● WHAT THIS TASK INVOLVES
Your response should be a copy of each line in the listing below that includes the word "ceiling".

● TASK DATA
•••••
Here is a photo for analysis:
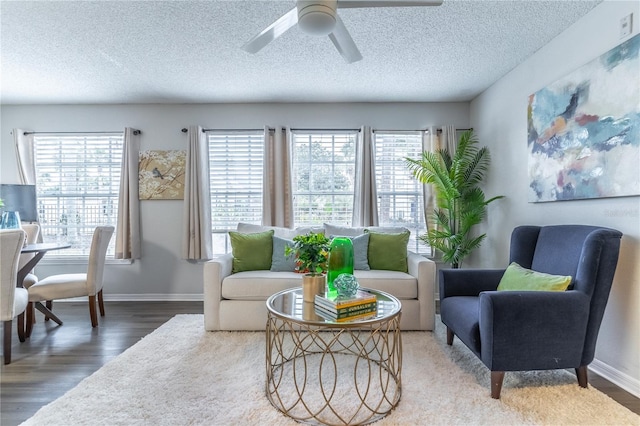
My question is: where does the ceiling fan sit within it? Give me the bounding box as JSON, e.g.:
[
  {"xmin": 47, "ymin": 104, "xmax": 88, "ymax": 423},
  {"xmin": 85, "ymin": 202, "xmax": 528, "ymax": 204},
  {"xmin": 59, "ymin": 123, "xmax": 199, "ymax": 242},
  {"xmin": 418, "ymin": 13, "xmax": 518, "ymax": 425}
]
[{"xmin": 242, "ymin": 0, "xmax": 443, "ymax": 64}]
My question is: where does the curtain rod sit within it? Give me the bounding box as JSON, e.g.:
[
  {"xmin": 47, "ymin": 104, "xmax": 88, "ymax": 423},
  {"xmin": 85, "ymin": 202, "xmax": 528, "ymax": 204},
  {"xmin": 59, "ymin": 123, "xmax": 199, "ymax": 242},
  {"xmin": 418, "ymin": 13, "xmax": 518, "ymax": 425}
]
[
  {"xmin": 291, "ymin": 128, "xmax": 360, "ymax": 132},
  {"xmin": 22, "ymin": 130, "xmax": 140, "ymax": 135},
  {"xmin": 181, "ymin": 128, "xmax": 273, "ymax": 133},
  {"xmin": 373, "ymin": 129, "xmax": 425, "ymax": 133},
  {"xmin": 181, "ymin": 127, "xmax": 360, "ymax": 133},
  {"xmin": 436, "ymin": 127, "xmax": 472, "ymax": 133}
]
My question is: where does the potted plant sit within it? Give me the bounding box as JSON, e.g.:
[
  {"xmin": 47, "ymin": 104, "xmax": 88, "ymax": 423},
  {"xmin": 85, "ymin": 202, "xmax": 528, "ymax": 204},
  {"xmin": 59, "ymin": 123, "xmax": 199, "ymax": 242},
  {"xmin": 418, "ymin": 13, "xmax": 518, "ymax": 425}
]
[
  {"xmin": 285, "ymin": 232, "xmax": 330, "ymax": 301},
  {"xmin": 405, "ymin": 130, "xmax": 503, "ymax": 268}
]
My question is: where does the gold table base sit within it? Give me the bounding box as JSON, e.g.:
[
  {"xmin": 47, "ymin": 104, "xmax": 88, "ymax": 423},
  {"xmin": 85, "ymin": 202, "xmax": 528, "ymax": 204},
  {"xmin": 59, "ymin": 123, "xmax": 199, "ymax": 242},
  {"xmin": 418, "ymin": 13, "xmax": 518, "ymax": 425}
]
[{"xmin": 266, "ymin": 313, "xmax": 402, "ymax": 425}]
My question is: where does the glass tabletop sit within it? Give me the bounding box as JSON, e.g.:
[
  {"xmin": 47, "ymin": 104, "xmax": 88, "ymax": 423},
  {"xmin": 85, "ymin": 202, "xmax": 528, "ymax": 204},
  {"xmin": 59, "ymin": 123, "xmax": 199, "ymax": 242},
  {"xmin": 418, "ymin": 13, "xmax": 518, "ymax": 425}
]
[{"xmin": 266, "ymin": 287, "xmax": 401, "ymax": 326}]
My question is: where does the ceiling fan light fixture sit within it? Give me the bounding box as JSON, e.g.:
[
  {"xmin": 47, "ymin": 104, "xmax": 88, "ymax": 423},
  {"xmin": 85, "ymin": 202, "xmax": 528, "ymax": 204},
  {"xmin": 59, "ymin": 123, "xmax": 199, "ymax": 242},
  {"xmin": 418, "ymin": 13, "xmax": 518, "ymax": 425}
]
[{"xmin": 297, "ymin": 1, "xmax": 338, "ymax": 36}]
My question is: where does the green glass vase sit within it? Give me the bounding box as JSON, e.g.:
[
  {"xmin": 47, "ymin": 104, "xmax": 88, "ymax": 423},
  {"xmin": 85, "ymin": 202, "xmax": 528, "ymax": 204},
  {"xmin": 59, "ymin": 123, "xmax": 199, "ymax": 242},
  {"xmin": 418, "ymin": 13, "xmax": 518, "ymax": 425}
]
[{"xmin": 327, "ymin": 237, "xmax": 354, "ymax": 294}]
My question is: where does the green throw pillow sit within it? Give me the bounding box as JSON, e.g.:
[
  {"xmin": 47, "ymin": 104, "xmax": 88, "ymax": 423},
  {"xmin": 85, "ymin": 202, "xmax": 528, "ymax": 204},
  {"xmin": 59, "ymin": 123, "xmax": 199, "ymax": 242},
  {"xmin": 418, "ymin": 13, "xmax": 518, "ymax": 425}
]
[
  {"xmin": 229, "ymin": 230, "xmax": 274, "ymax": 273},
  {"xmin": 497, "ymin": 262, "xmax": 572, "ymax": 292},
  {"xmin": 367, "ymin": 231, "xmax": 410, "ymax": 272}
]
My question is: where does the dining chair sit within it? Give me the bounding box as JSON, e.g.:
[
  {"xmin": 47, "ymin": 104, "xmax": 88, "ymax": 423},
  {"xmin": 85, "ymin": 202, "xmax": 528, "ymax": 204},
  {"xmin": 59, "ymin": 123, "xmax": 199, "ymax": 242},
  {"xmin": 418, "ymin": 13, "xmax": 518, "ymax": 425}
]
[
  {"xmin": 26, "ymin": 226, "xmax": 114, "ymax": 336},
  {"xmin": 19, "ymin": 223, "xmax": 40, "ymax": 288},
  {"xmin": 1, "ymin": 229, "xmax": 28, "ymax": 364}
]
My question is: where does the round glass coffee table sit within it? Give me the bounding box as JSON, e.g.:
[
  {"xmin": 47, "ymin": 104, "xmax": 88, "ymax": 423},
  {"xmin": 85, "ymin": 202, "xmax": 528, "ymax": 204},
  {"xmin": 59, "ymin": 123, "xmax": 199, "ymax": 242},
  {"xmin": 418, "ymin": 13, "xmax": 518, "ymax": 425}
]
[{"xmin": 265, "ymin": 287, "xmax": 402, "ymax": 425}]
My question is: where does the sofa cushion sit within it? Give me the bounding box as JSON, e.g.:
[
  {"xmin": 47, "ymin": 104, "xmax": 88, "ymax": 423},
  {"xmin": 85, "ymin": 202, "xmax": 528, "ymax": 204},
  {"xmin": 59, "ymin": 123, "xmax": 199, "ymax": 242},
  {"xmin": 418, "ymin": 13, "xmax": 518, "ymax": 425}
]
[
  {"xmin": 324, "ymin": 223, "xmax": 365, "ymax": 237},
  {"xmin": 497, "ymin": 262, "xmax": 572, "ymax": 292},
  {"xmin": 328, "ymin": 233, "xmax": 370, "ymax": 271},
  {"xmin": 271, "ymin": 236, "xmax": 297, "ymax": 272},
  {"xmin": 367, "ymin": 231, "xmax": 410, "ymax": 272},
  {"xmin": 222, "ymin": 271, "xmax": 303, "ymax": 300},
  {"xmin": 354, "ymin": 270, "xmax": 417, "ymax": 299},
  {"xmin": 229, "ymin": 230, "xmax": 274, "ymax": 273},
  {"xmin": 238, "ymin": 223, "xmax": 323, "ymax": 239},
  {"xmin": 324, "ymin": 223, "xmax": 410, "ymax": 237},
  {"xmin": 221, "ymin": 270, "xmax": 418, "ymax": 301}
]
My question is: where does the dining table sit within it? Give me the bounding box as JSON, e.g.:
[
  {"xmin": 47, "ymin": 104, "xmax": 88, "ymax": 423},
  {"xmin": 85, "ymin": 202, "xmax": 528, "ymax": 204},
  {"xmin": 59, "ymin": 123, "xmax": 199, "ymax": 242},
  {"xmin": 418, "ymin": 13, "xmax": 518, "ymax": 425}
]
[{"xmin": 19, "ymin": 242, "xmax": 71, "ymax": 326}]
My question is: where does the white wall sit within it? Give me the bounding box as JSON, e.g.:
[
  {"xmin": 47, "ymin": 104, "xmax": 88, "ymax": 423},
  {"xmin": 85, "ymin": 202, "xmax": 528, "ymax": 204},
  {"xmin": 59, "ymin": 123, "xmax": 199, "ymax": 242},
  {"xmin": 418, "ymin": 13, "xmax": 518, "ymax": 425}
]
[
  {"xmin": 470, "ymin": 1, "xmax": 640, "ymax": 396},
  {"xmin": 1, "ymin": 102, "xmax": 469, "ymax": 300}
]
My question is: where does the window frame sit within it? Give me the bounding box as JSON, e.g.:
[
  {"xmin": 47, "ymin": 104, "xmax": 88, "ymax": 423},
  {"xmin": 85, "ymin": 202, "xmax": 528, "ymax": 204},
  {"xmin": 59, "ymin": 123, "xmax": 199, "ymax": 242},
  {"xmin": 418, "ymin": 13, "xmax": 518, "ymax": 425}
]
[
  {"xmin": 373, "ymin": 130, "xmax": 430, "ymax": 255},
  {"xmin": 207, "ymin": 129, "xmax": 265, "ymax": 255},
  {"xmin": 291, "ymin": 130, "xmax": 358, "ymax": 228},
  {"xmin": 33, "ymin": 132, "xmax": 123, "ymax": 260}
]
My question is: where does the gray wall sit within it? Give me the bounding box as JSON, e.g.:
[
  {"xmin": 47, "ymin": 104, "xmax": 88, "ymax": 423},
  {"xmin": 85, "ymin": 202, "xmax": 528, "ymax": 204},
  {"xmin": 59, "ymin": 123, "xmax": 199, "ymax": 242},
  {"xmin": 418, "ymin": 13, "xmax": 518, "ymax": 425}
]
[
  {"xmin": 469, "ymin": 1, "xmax": 639, "ymax": 397},
  {"xmin": 1, "ymin": 102, "xmax": 469, "ymax": 300}
]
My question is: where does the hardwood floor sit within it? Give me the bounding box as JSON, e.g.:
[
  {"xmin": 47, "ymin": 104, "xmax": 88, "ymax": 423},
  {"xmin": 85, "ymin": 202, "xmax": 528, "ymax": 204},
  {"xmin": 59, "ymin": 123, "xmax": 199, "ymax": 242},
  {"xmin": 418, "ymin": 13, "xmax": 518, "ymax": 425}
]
[{"xmin": 1, "ymin": 302, "xmax": 638, "ymax": 425}]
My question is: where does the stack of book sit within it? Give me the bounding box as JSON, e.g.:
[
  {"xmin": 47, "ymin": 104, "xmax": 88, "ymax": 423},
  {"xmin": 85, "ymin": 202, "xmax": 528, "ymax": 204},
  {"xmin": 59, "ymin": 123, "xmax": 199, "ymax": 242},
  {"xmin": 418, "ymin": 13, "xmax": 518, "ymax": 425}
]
[{"xmin": 314, "ymin": 290, "xmax": 377, "ymax": 322}]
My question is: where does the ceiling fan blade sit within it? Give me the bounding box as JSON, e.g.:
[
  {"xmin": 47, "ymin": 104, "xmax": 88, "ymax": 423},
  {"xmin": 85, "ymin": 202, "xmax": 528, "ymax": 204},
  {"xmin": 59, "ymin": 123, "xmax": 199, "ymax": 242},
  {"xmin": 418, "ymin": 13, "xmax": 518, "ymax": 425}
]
[
  {"xmin": 337, "ymin": 0, "xmax": 443, "ymax": 8},
  {"xmin": 328, "ymin": 16, "xmax": 363, "ymax": 64},
  {"xmin": 242, "ymin": 7, "xmax": 298, "ymax": 54}
]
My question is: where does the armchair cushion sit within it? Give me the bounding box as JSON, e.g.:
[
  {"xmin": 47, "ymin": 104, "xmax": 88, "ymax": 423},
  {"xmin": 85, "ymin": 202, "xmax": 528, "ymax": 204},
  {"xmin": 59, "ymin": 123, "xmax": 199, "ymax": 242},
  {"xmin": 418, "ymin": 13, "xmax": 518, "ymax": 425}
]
[
  {"xmin": 497, "ymin": 262, "xmax": 572, "ymax": 292},
  {"xmin": 229, "ymin": 230, "xmax": 274, "ymax": 273}
]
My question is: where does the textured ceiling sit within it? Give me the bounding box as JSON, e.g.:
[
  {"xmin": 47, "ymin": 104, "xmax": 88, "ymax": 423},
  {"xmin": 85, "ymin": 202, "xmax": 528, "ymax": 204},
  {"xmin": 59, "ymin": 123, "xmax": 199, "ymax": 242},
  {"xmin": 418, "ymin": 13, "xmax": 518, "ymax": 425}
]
[{"xmin": 0, "ymin": 0, "xmax": 601, "ymax": 105}]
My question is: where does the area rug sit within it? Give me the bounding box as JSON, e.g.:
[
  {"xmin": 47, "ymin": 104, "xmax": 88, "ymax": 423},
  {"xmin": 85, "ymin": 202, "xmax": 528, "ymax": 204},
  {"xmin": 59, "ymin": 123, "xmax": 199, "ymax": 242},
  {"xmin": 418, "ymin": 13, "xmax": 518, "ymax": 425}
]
[{"xmin": 22, "ymin": 315, "xmax": 638, "ymax": 425}]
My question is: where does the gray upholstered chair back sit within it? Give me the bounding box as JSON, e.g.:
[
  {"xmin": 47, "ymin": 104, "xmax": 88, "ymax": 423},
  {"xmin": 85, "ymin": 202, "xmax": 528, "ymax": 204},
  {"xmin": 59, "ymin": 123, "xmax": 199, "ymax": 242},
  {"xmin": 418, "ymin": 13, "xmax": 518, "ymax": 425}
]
[{"xmin": 509, "ymin": 225, "xmax": 622, "ymax": 365}]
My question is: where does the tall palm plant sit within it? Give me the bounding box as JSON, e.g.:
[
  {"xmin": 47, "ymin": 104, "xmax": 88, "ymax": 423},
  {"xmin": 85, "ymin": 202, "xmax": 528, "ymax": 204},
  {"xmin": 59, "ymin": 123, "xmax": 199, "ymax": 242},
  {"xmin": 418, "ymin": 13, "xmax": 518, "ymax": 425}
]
[{"xmin": 405, "ymin": 130, "xmax": 503, "ymax": 268}]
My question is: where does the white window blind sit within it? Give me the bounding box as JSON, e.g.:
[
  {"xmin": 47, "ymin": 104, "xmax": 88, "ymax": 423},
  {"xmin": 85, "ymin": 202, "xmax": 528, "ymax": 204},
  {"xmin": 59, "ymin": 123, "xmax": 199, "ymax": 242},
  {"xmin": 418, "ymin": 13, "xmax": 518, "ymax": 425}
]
[
  {"xmin": 208, "ymin": 131, "xmax": 264, "ymax": 254},
  {"xmin": 291, "ymin": 131, "xmax": 357, "ymax": 227},
  {"xmin": 34, "ymin": 133, "xmax": 123, "ymax": 257},
  {"xmin": 373, "ymin": 131, "xmax": 429, "ymax": 255}
]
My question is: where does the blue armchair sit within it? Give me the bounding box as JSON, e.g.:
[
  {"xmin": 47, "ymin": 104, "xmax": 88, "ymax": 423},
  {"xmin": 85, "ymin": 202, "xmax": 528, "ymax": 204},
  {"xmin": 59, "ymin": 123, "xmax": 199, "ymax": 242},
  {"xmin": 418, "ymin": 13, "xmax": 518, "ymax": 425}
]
[{"xmin": 439, "ymin": 225, "xmax": 622, "ymax": 398}]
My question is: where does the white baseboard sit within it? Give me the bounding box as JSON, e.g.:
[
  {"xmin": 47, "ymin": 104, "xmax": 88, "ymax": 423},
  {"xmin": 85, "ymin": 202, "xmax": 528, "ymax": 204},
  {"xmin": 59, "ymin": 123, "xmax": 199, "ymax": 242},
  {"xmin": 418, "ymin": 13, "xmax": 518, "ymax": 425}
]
[
  {"xmin": 590, "ymin": 358, "xmax": 640, "ymax": 398},
  {"xmin": 104, "ymin": 294, "xmax": 204, "ymax": 301},
  {"xmin": 56, "ymin": 294, "xmax": 204, "ymax": 302}
]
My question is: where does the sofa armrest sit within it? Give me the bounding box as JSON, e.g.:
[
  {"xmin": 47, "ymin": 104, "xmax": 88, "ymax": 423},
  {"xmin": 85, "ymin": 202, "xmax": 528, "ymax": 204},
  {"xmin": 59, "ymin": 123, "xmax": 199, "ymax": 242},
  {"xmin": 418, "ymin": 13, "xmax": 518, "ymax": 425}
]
[
  {"xmin": 203, "ymin": 253, "xmax": 233, "ymax": 330},
  {"xmin": 407, "ymin": 251, "xmax": 436, "ymax": 330},
  {"xmin": 439, "ymin": 268, "xmax": 505, "ymax": 299},
  {"xmin": 478, "ymin": 290, "xmax": 590, "ymax": 370}
]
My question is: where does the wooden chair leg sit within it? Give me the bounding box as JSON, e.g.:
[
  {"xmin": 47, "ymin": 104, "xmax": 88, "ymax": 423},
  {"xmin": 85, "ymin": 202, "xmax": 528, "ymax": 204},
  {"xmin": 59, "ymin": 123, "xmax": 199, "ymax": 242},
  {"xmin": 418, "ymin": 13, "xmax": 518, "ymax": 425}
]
[
  {"xmin": 4, "ymin": 320, "xmax": 12, "ymax": 365},
  {"xmin": 26, "ymin": 302, "xmax": 34, "ymax": 338},
  {"xmin": 446, "ymin": 327, "xmax": 454, "ymax": 345},
  {"xmin": 44, "ymin": 301, "xmax": 53, "ymax": 321},
  {"xmin": 576, "ymin": 366, "xmax": 588, "ymax": 388},
  {"xmin": 17, "ymin": 312, "xmax": 25, "ymax": 343},
  {"xmin": 98, "ymin": 289, "xmax": 105, "ymax": 317},
  {"xmin": 491, "ymin": 371, "xmax": 505, "ymax": 399},
  {"xmin": 88, "ymin": 295, "xmax": 98, "ymax": 327}
]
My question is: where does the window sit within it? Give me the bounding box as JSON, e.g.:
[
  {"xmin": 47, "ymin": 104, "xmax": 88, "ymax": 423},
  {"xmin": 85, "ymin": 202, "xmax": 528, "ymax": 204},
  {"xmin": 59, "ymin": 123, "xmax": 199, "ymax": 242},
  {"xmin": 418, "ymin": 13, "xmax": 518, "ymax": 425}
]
[
  {"xmin": 373, "ymin": 131, "xmax": 429, "ymax": 255},
  {"xmin": 34, "ymin": 133, "xmax": 123, "ymax": 257},
  {"xmin": 291, "ymin": 131, "xmax": 357, "ymax": 227},
  {"xmin": 208, "ymin": 130, "xmax": 265, "ymax": 254}
]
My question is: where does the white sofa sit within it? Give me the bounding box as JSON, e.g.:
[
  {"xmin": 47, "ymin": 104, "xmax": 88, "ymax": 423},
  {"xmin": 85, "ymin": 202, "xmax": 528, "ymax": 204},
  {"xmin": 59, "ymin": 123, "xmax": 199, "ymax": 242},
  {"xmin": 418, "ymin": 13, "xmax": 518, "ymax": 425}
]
[{"xmin": 203, "ymin": 223, "xmax": 436, "ymax": 331}]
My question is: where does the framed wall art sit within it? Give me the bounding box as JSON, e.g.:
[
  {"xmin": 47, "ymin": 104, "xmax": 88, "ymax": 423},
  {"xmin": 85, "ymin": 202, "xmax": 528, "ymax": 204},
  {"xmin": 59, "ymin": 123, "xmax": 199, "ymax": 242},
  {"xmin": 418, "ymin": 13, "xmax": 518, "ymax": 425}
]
[
  {"xmin": 527, "ymin": 33, "xmax": 639, "ymax": 202},
  {"xmin": 139, "ymin": 150, "xmax": 186, "ymax": 200}
]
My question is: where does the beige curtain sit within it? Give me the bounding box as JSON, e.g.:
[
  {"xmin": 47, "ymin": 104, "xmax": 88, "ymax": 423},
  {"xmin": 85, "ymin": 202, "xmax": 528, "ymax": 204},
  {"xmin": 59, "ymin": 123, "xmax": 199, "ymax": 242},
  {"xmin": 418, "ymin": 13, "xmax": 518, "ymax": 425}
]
[
  {"xmin": 13, "ymin": 129, "xmax": 36, "ymax": 185},
  {"xmin": 14, "ymin": 129, "xmax": 43, "ymax": 241},
  {"xmin": 262, "ymin": 126, "xmax": 293, "ymax": 227},
  {"xmin": 115, "ymin": 128, "xmax": 142, "ymax": 259},
  {"xmin": 182, "ymin": 126, "xmax": 213, "ymax": 260},
  {"xmin": 352, "ymin": 126, "xmax": 378, "ymax": 227},
  {"xmin": 440, "ymin": 125, "xmax": 457, "ymax": 156},
  {"xmin": 422, "ymin": 128, "xmax": 441, "ymax": 240}
]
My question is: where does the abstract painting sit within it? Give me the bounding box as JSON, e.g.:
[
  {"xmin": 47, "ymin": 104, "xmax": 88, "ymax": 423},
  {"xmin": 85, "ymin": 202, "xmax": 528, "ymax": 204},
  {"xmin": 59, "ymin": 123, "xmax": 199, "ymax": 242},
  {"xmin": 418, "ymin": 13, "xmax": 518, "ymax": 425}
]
[
  {"xmin": 139, "ymin": 150, "xmax": 186, "ymax": 200},
  {"xmin": 527, "ymin": 33, "xmax": 640, "ymax": 202}
]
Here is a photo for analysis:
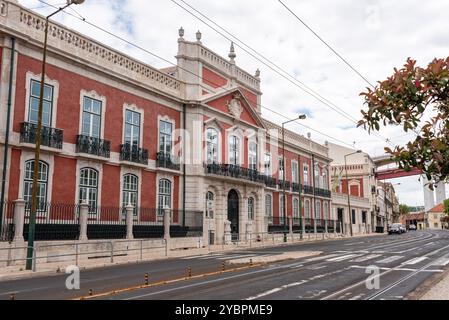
•••••
● OUTPUT BELOW
My question is: where does the ceiling fan sit within it? Give me the bounding box as JSON, e.g.:
My question is: where does the ceiling fan light fixture sit within it? Give me the bounding box as JSON, e.g.:
My question is: where does the ceiling fan blade sit within it? Give me the bounding box as JSON, e.g.:
My question is: where does the textured ceiling sit within it? Give me the bounding box as JSON, e.g.:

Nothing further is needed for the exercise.